::: Task data
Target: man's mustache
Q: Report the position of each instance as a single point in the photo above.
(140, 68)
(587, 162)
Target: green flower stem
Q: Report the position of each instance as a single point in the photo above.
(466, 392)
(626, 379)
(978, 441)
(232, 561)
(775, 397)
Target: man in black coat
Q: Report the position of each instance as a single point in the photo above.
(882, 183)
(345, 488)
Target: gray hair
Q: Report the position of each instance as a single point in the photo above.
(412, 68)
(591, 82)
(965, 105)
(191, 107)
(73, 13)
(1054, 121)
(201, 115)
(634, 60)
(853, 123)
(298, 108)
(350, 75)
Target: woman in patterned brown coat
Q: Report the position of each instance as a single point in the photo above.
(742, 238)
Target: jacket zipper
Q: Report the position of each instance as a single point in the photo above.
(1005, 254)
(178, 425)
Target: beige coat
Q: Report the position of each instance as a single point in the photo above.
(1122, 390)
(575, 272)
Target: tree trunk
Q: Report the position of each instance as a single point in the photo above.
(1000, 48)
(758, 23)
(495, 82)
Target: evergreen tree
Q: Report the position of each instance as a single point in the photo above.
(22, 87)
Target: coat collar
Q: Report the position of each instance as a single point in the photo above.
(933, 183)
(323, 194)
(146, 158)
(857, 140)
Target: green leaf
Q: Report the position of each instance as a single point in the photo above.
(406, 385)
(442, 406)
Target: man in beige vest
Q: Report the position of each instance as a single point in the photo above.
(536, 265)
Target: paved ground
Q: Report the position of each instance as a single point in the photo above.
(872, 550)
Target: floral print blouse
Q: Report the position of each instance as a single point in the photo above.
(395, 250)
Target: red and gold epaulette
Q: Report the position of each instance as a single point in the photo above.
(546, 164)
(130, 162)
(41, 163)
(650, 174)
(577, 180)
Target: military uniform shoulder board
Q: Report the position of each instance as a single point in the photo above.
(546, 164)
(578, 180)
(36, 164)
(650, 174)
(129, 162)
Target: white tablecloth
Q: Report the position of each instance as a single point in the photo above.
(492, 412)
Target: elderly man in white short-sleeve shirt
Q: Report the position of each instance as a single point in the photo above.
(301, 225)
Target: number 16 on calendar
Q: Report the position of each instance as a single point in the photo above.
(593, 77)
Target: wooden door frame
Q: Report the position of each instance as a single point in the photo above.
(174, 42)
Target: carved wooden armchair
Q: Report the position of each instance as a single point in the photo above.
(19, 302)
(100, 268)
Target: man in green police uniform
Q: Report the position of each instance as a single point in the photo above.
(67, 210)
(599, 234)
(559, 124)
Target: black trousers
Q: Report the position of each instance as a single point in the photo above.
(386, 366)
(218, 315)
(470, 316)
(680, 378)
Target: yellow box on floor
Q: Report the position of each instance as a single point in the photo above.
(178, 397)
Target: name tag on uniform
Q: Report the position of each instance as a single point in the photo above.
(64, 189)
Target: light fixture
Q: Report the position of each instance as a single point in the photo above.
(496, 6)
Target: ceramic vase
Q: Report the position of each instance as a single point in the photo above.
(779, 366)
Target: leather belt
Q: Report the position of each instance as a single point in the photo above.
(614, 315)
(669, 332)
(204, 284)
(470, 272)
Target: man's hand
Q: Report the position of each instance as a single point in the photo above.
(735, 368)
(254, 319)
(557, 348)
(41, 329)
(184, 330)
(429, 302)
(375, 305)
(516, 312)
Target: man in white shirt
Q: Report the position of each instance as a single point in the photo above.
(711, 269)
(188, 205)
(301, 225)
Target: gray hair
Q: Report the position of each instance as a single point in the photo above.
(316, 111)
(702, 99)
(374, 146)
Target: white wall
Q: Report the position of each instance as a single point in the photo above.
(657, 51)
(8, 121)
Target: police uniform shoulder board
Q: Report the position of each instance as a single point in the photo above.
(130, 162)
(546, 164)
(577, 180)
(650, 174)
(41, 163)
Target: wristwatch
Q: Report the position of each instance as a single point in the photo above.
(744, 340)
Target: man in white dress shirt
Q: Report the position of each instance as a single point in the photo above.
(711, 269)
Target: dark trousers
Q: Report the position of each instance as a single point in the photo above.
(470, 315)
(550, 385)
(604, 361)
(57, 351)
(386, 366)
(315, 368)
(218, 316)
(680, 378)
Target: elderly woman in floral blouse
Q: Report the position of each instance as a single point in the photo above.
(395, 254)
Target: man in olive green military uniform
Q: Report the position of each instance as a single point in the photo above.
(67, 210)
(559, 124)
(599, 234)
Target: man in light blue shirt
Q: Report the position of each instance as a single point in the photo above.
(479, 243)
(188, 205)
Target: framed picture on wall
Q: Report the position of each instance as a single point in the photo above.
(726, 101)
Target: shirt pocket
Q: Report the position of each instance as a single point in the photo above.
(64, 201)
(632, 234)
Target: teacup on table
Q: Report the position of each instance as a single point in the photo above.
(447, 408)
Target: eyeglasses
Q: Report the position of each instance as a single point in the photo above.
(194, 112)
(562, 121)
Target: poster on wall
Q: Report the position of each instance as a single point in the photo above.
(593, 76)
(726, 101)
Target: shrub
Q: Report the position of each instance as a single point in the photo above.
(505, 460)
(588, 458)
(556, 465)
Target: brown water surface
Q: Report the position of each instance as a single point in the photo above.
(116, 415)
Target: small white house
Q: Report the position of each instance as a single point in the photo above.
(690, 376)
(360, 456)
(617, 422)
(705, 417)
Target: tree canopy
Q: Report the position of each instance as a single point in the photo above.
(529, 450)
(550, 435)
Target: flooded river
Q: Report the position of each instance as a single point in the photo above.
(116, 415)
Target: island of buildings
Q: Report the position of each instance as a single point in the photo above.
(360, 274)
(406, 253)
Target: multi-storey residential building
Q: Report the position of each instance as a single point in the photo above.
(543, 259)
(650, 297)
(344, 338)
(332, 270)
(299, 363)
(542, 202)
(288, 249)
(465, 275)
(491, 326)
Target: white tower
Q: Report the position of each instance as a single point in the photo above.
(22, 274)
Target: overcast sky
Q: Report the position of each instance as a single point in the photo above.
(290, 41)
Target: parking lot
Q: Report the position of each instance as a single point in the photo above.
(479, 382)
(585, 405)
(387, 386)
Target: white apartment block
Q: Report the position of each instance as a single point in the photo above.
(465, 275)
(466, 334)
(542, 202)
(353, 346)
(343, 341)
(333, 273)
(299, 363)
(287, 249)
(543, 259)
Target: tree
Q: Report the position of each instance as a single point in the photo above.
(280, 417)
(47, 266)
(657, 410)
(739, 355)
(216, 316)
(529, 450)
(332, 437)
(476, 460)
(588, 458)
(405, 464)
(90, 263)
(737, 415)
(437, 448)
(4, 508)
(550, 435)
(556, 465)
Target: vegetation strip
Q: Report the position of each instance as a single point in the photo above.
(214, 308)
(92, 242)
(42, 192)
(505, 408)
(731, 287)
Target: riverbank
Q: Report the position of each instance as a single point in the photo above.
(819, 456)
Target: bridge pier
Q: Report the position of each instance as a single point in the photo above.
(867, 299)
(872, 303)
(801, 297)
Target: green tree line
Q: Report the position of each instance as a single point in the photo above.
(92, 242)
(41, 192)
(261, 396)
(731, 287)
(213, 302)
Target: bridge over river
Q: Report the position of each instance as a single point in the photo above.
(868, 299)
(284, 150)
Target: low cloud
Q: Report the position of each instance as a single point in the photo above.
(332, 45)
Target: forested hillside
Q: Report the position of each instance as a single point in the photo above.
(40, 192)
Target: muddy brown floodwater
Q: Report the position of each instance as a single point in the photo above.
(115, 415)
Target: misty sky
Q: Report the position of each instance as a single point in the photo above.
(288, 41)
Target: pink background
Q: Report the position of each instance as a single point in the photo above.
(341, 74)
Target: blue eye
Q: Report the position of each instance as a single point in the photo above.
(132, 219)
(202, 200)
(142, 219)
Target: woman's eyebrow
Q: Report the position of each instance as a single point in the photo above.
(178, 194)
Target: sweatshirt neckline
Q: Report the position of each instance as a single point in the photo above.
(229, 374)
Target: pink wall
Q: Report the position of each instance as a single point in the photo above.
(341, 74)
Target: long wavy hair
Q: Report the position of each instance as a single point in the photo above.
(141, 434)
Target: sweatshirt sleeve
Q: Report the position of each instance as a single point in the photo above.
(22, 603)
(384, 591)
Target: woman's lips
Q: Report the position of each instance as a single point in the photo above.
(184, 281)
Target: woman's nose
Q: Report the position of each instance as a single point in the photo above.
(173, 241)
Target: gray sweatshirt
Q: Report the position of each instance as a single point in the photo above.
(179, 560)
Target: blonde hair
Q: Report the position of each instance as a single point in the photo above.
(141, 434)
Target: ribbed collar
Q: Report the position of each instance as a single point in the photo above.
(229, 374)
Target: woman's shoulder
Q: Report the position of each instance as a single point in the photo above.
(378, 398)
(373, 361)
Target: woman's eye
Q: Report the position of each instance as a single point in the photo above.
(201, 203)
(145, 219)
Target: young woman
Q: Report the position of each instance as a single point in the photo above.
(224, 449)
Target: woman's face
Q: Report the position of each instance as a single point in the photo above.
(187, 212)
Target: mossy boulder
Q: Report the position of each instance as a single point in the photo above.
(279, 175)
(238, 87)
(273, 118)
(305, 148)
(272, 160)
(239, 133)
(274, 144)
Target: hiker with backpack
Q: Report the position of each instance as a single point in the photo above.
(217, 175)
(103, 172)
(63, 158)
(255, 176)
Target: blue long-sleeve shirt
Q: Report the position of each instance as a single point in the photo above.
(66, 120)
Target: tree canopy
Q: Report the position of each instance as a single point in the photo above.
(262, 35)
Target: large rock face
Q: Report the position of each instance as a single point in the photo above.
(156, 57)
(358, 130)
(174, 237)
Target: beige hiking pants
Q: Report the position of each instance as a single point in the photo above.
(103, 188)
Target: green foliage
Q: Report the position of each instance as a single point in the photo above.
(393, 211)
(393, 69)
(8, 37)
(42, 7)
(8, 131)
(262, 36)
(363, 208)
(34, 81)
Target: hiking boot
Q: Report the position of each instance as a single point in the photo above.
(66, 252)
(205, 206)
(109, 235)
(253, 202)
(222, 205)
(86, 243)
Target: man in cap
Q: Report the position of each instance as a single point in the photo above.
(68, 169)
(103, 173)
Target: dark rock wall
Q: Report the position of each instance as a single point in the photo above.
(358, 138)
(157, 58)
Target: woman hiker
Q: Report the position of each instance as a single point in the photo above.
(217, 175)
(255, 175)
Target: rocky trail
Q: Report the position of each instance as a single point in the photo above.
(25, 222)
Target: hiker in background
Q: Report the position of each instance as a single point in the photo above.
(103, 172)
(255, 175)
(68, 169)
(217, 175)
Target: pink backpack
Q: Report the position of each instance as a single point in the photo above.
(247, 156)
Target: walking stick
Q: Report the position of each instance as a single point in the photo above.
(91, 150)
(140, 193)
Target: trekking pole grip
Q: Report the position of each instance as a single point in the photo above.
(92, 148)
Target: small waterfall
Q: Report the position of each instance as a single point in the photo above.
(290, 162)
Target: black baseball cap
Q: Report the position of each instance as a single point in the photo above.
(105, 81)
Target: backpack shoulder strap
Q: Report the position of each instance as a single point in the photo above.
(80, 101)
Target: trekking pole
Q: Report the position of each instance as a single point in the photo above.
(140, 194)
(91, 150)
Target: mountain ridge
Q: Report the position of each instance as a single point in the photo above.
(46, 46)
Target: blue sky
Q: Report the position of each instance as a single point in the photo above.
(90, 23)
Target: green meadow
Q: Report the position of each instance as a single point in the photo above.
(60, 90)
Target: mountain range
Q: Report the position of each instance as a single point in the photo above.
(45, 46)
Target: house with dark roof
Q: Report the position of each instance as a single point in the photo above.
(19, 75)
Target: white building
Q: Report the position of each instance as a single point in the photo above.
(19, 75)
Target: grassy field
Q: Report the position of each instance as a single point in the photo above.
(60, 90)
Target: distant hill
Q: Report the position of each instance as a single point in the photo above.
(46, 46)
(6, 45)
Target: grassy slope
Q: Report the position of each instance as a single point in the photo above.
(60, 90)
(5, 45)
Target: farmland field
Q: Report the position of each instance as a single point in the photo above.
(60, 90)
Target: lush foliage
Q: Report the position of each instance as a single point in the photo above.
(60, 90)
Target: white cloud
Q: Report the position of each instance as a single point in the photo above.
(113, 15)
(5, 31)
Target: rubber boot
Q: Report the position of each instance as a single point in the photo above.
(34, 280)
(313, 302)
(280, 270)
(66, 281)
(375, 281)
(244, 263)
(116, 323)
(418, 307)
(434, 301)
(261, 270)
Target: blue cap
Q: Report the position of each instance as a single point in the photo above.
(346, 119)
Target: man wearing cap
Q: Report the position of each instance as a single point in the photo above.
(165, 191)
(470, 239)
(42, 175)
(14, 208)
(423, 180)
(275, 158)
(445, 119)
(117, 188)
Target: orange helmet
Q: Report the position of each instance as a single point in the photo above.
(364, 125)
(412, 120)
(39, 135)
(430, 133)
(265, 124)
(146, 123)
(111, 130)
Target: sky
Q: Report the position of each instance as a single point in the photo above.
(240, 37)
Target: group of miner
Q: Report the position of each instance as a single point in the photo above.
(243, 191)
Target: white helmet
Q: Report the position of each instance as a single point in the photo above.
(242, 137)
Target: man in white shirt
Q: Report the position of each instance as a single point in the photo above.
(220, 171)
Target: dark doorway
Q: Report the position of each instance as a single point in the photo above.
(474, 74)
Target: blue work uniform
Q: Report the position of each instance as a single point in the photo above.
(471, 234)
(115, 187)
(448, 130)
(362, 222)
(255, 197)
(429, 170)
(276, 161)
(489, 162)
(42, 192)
::::::
Problem:
Copy the lines again, starting with the line with "Target: orange helmet" and going on through the last line, and replace "helmet" with "hard hat" each time it appears. Keep everything else the same.

Exercise response:
Target: orange hard hat
Q: Report the position of each instance as a single point in the photo above.
(364, 125)
(412, 120)
(39, 135)
(430, 133)
(265, 124)
(146, 123)
(111, 130)
Target: sky
Q: Report the position of each instance as a single point in the photo above.
(240, 37)
Target: group of miner
Q: Report the position of each instance as a single point in the photo above.
(243, 191)
Target: white hard hat
Q: Report the position of each instance as a single point in the photo above.
(242, 137)
Target: man in white shirt
Q: Report the position of each instance as a single point in the photo above.
(220, 171)
Target: dark doorway
Q: Report the position of each instance as a single point in the photo above.
(474, 74)
Target: blue work uniform
Q: Report the position of each instance as a single point in the photo above.
(471, 234)
(115, 187)
(448, 130)
(362, 222)
(255, 197)
(429, 170)
(276, 161)
(489, 162)
(42, 192)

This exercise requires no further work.